### Data extracts
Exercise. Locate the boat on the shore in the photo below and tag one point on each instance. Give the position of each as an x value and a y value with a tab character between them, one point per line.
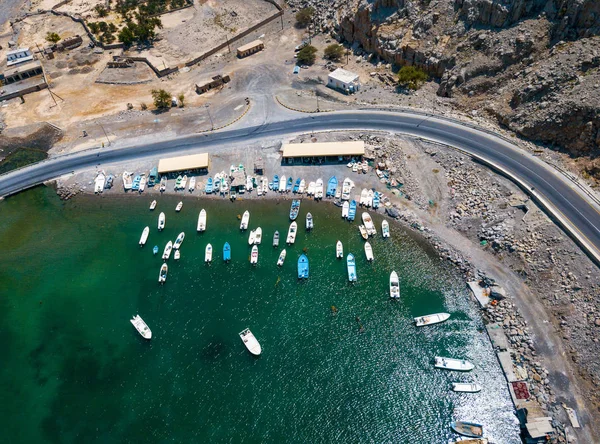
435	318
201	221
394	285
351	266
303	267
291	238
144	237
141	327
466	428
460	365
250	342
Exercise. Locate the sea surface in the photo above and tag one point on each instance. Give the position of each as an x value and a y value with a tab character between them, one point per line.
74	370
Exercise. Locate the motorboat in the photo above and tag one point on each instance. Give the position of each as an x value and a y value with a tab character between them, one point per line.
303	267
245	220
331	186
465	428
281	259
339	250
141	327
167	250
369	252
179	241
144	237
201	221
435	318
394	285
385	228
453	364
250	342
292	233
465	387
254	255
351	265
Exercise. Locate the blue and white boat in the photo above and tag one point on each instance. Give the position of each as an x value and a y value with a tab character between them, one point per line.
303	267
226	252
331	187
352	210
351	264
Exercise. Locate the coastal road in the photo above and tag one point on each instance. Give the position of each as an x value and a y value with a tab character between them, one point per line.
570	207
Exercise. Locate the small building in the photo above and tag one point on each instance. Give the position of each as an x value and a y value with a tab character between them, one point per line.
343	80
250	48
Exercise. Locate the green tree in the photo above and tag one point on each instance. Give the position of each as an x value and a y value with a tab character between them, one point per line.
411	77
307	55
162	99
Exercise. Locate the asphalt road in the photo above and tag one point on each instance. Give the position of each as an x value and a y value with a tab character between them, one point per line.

### Work request
Retype the data word for word, please, and keep the images out.

### Written solution
Exercise. Locate the boat on the shore in the photo below and tag one point on each instance. Give the position of each as an x value and a y value with a tab character between them, one point per line.
435	318
201	221
394	285
351	266
303	267
291	238
144	237
141	327
466	428
460	365
250	342
Exercise. Locate the sea surface in the photo above and tag one point on each instance. Give the position of each as an x value and a y value with a tab character between them, one point per line.
74	370
Exercise. Locate the motorboat in the photo above and tag one point on each instance. Give the position of each as an x value and a y value with a tab character between them, one point per line.
303	267
245	220
331	186
465	428
281	259
339	250
141	327
167	250
369	252
179	241
144	237
201	221
435	318
394	285
385	228
453	364
250	342
292	233
465	387
254	255
351	265
Exercise. Locate the blue and white boat in the photo above and tag one point on each instance. Give the position of each as an x value and a y value with a tab character between them, one point per line.
303	267
226	252
331	187
352	210
351	264
Exercise. Locate the coastal road in the photo above and tag one point on each instance. Give the position of each as an x value and a y value with a tab character between them, one point per line.
570	207
Exercise. Locate the small building in the photo above and tag one point on each instance. Give the position of each as an x value and a y value with a tab character between them, one point per line.
343	80
250	48
Exercise. Locate the green tree in the photo above and tag one point on each instance. Give the position of each as an x value and a y value with a tab character between them, one point per line.
411	77
307	55
162	99
Exercise. Locate the asphalt road in the photo above and tag one point on each instance. Give the position of each as an x value and a y value with a tab character between them, one point per line.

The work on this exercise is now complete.